* YOUR OBJECTIVE *
Filter this material down to the lines that contain the string "cloud", and return those lines.

* TASK INPUTS *

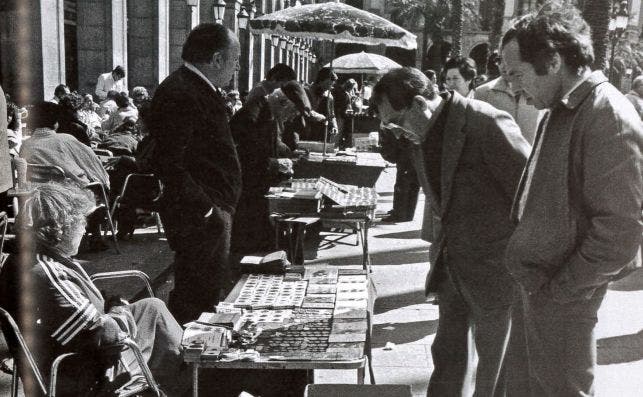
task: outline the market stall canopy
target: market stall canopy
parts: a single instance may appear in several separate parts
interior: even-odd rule
[[[337,43],[386,44],[412,50],[416,36],[368,11],[344,3],[306,4],[250,21],[255,34],[334,40]]]
[[[342,55],[333,59],[331,63],[326,64],[325,67],[332,67],[335,73],[381,74],[402,67],[383,55],[364,51]]]

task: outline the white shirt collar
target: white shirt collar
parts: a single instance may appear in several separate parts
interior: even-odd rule
[[[183,64],[185,65],[186,68],[188,68],[192,72],[196,73],[197,76],[201,77],[206,83],[208,83],[208,85],[210,87],[212,87],[212,90],[215,93],[219,94],[219,90],[217,89],[217,87],[215,87],[214,84],[212,84],[212,82],[207,77],[205,77],[205,75],[203,73],[201,73],[201,71],[199,69],[197,69],[196,66],[194,66],[190,62],[184,62]]]

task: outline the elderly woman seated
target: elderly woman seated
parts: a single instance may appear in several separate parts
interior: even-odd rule
[[[131,388],[141,382],[141,369],[129,350],[107,355],[101,349],[128,336],[165,392],[181,395],[189,383],[189,373],[182,372],[182,330],[165,304],[146,298],[106,307],[85,270],[71,259],[93,205],[92,197],[75,186],[34,187],[18,216],[20,254],[10,255],[0,273],[0,306],[17,320],[45,375],[56,356],[88,353],[80,371],[59,378],[63,390],[57,395],[102,395],[98,388]],[[105,376],[107,364],[117,364],[111,380]],[[25,395],[37,395],[30,389],[33,382],[23,384]]]
[[[114,102],[116,102],[118,108],[102,123],[103,132],[105,133],[112,132],[116,127],[123,124],[126,118],[131,118],[134,122],[138,120],[138,109],[132,105],[126,94],[118,94],[114,98]]]

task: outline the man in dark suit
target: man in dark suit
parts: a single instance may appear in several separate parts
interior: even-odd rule
[[[211,311],[229,284],[232,214],[241,192],[220,90],[239,70],[239,42],[220,24],[201,24],[188,35],[182,58],[185,64],[156,90],[150,115],[164,185],[160,214],[175,251],[169,307],[179,323]]]
[[[641,264],[638,113],[594,62],[573,6],[513,27],[507,74],[548,109],[512,209],[505,263],[521,287],[533,396],[593,395],[594,328],[609,281]],[[557,365],[558,364],[558,365]]]
[[[513,231],[509,212],[529,144],[507,113],[454,92],[438,95],[414,68],[384,75],[373,100],[384,128],[412,143],[427,198],[426,292],[437,293],[440,306],[427,394],[468,395],[473,326],[479,356],[475,395],[502,395],[515,284],[501,259]]]

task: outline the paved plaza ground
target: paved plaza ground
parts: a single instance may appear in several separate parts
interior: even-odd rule
[[[377,183],[378,212],[391,208],[395,168],[382,173]],[[426,395],[432,371],[431,343],[438,324],[437,306],[425,302],[424,279],[428,271],[428,244],[418,239],[423,198],[415,220],[399,224],[376,223],[369,244],[373,279],[378,299],[373,328],[373,366],[377,383],[409,384],[414,396]],[[328,237],[331,237],[330,235]],[[361,263],[361,247],[347,245],[355,236],[327,245],[313,262],[329,264]],[[167,297],[171,278],[165,270],[172,252],[154,227],[137,231],[133,241],[121,243],[122,253],[108,250],[85,255],[87,269],[141,269],[157,280],[157,294]],[[308,253],[309,257],[313,256]],[[598,370],[596,395],[634,397],[643,395],[643,272],[614,283],[599,311]],[[387,342],[394,344],[385,350]],[[552,363],[560,365],[560,363]],[[8,395],[9,376],[0,374],[0,396]],[[355,371],[317,371],[319,383],[354,383]],[[367,375],[368,380],[368,375]]]

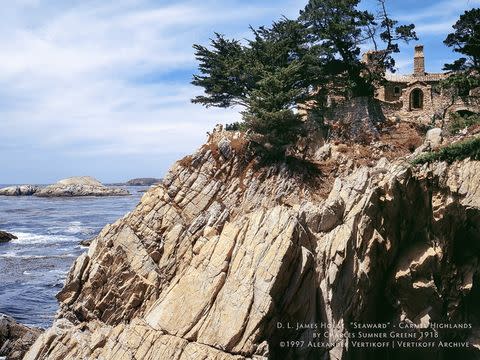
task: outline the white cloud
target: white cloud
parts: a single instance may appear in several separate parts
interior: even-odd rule
[[[99,156],[191,151],[215,123],[238,120],[237,111],[190,103],[200,93],[188,84],[191,46],[281,13],[238,0],[22,0],[4,10],[3,148]]]
[[[408,11],[396,15],[396,19],[404,23],[416,24],[415,30],[420,37],[427,35],[448,34],[458,16],[465,10],[480,5],[480,0],[443,0],[427,7],[419,7],[416,11]]]

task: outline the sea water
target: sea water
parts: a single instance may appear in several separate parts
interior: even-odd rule
[[[146,187],[132,195],[37,198],[0,196],[0,230],[18,237],[0,243],[0,313],[39,327],[51,325],[69,268],[97,235],[131,211]]]

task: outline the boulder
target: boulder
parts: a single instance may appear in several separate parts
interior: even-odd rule
[[[0,195],[5,196],[29,196],[35,194],[40,189],[36,185],[16,185],[0,189]]]
[[[20,360],[42,333],[41,329],[17,323],[12,317],[0,314],[0,356]]]
[[[0,231],[0,243],[9,242],[10,240],[18,239],[15,235],[6,231]]]
[[[425,144],[429,144],[430,148],[434,149],[442,143],[442,129],[433,128],[427,131],[425,136]]]
[[[107,187],[90,176],[63,179],[35,193],[39,197],[124,196],[130,193],[122,188]]]

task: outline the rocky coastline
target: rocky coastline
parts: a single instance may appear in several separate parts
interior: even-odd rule
[[[243,135],[217,128],[93,239],[25,359],[368,359],[338,334],[458,322],[475,358],[480,161],[414,166],[416,130],[394,129],[373,151],[321,145],[302,174],[245,161]],[[323,324],[329,346],[281,347],[315,329],[278,324]]]

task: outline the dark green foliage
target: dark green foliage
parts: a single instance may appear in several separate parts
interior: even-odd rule
[[[218,33],[210,43],[212,50],[193,45],[200,62],[201,75],[193,75],[193,85],[202,86],[205,95],[192,102],[216,107],[246,106],[248,92],[258,78],[248,68],[245,48],[237,40],[228,40]]]
[[[434,161],[446,161],[449,164],[466,158],[480,160],[480,137],[469,139],[446,146],[438,151],[418,156],[412,164],[425,164]]]
[[[444,70],[454,74],[444,80],[442,86],[453,89],[454,95],[465,97],[471,89],[480,86],[480,9],[465,11],[453,28],[455,31],[443,42],[465,57],[445,64]]]
[[[310,43],[325,49],[328,80],[341,82],[354,96],[373,94],[372,84],[361,76],[365,66],[360,61],[358,39],[363,28],[374,25],[374,17],[358,10],[358,3],[359,0],[310,0],[299,17],[308,29]]]
[[[225,130],[226,131],[247,131],[247,127],[245,126],[244,122],[234,122],[231,124],[226,124],[225,125]]]
[[[448,34],[445,45],[466,57],[452,64],[445,64],[446,70],[480,69],[480,9],[471,9],[460,15],[453,25],[455,31]]]
[[[451,134],[455,134],[476,124],[480,124],[480,114],[465,114],[462,116],[458,113],[451,113],[448,130]]]
[[[358,10],[360,0],[310,0],[299,20],[308,29],[313,46],[326,49],[325,75],[321,80],[339,84],[333,88],[347,97],[373,96],[375,82],[384,70],[395,71],[392,53],[398,53],[398,41],[417,39],[413,24],[400,25],[388,15],[385,0],[379,1],[378,16]],[[373,42],[376,68],[360,61],[360,45]],[[385,44],[378,49],[378,42]],[[328,76],[330,75],[330,76]]]
[[[271,28],[251,28],[247,45],[216,34],[209,50],[194,45],[200,72],[193,84],[205,95],[192,101],[205,106],[242,105],[245,127],[257,136],[257,145],[284,154],[302,134],[302,121],[293,109],[312,98],[309,72],[317,56],[309,55],[304,27],[282,19]]]

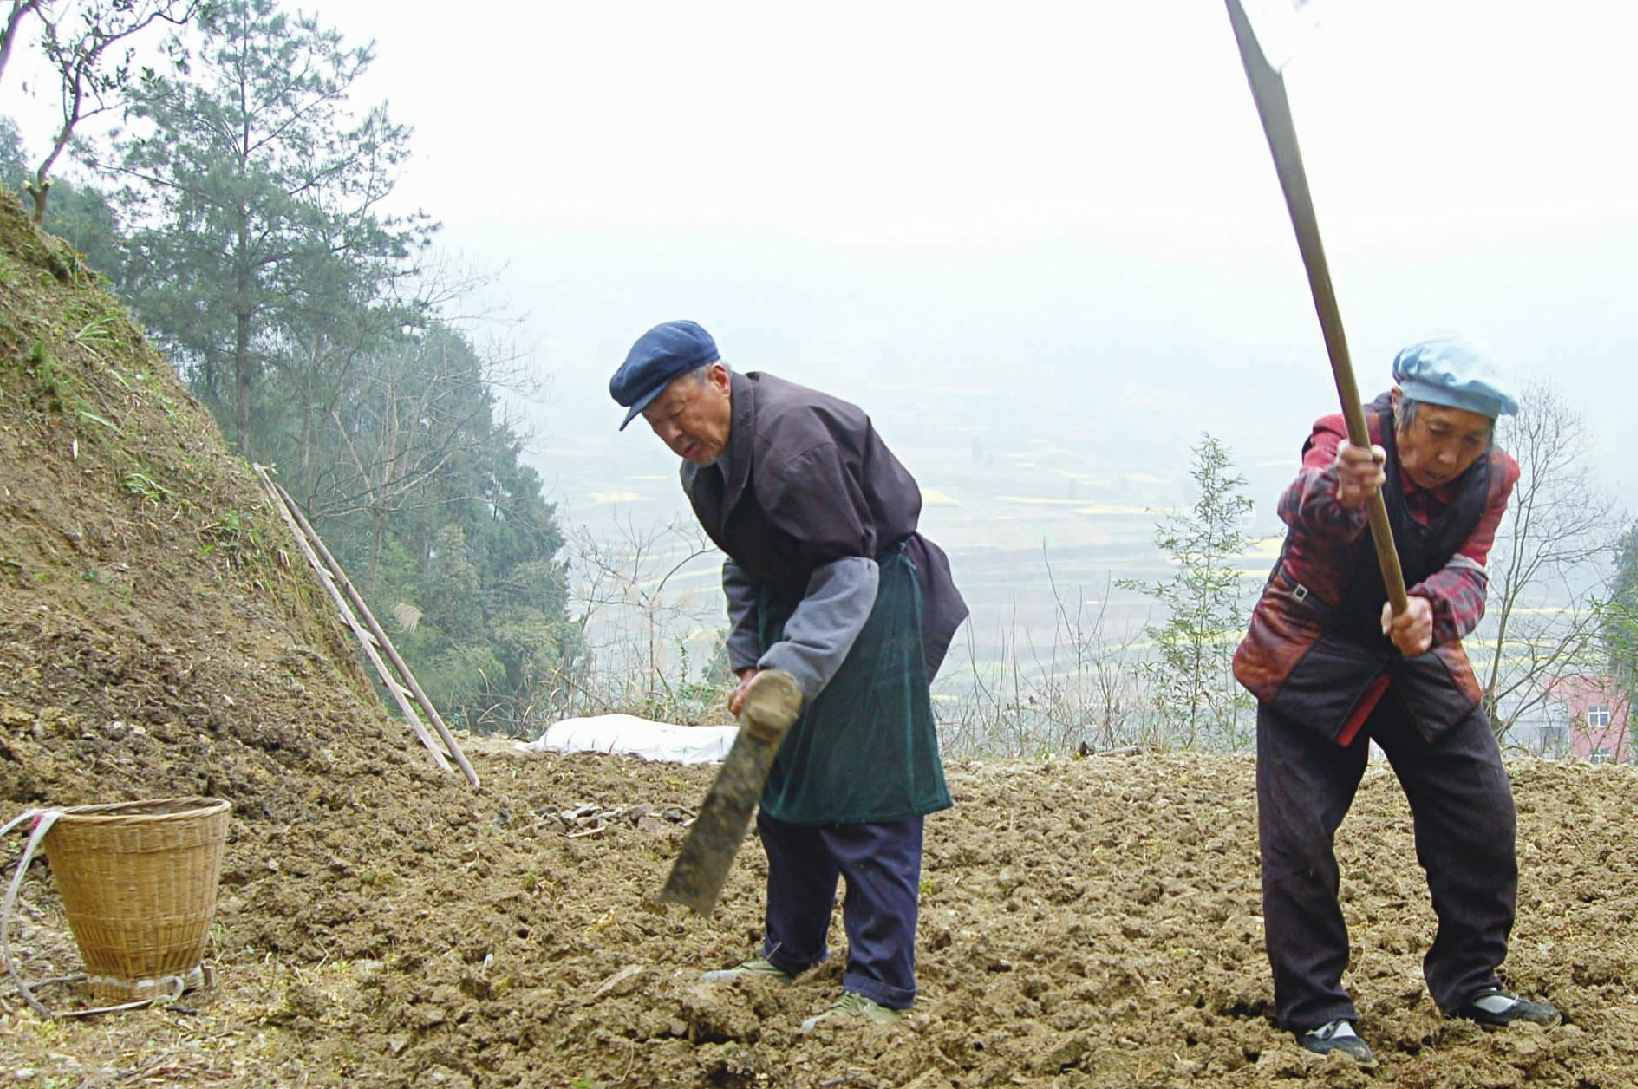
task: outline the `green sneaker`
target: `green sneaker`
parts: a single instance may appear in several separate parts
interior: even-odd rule
[[[1297,1043],[1302,1045],[1303,1050],[1316,1055],[1340,1051],[1360,1066],[1376,1065],[1371,1045],[1360,1038],[1359,1033],[1354,1031],[1354,1023],[1345,1017],[1327,1021],[1317,1029],[1297,1033]]]
[[[803,1021],[802,1031],[812,1032],[813,1026],[827,1017],[864,1017],[878,1025],[891,1025],[894,1021],[904,1020],[904,1011],[872,1002],[862,994],[843,991],[842,997],[832,1002],[824,1013]]]
[[[785,969],[767,957],[752,957],[732,968],[718,968],[700,976],[701,983],[729,983],[736,979],[771,979],[784,984],[794,982]]]

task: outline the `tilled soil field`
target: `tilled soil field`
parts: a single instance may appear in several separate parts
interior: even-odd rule
[[[483,790],[331,753],[290,819],[235,818],[189,1012],[52,1024],[13,1004],[24,1084],[406,1086],[1402,1086],[1633,1084],[1638,1001],[1629,769],[1516,765],[1524,880],[1507,978],[1567,1023],[1439,1016],[1409,814],[1373,768],[1344,826],[1351,985],[1374,1071],[1268,1020],[1251,764],[1092,757],[952,769],[929,822],[922,995],[902,1025],[801,1020],[831,964],[785,987],[702,985],[754,951],[760,849],[709,920],[650,898],[709,769],[474,745]],[[363,780],[361,783],[359,780]],[[73,967],[49,880],[27,970]],[[66,991],[51,992],[72,1004]],[[0,1075],[6,1071],[0,1070]]]

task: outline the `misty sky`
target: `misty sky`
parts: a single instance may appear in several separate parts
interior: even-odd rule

* WRITTEN SOLUTION *
task: outline the white cloud
target: white cloud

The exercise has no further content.